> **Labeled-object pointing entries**
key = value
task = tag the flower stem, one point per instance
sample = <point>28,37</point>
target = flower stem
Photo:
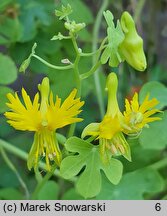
<point>43,182</point>
<point>159,164</point>
<point>77,80</point>
<point>51,65</point>
<point>92,70</point>
<point>94,47</point>
<point>22,154</point>
<point>138,9</point>
<point>13,168</point>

> **WHAT YOU HAVE TO DO**
Rewrite the material with every instance of "flower stem" replaced by "plant stem", changing nothing else, and omit the picture from your version.

> **THE RESPONSE**
key = value
task = tag the plant stem, one point per instance
sample = <point>28,37</point>
target = plant stem
Photo:
<point>43,182</point>
<point>159,164</point>
<point>77,80</point>
<point>51,65</point>
<point>92,70</point>
<point>94,47</point>
<point>22,154</point>
<point>138,9</point>
<point>13,168</point>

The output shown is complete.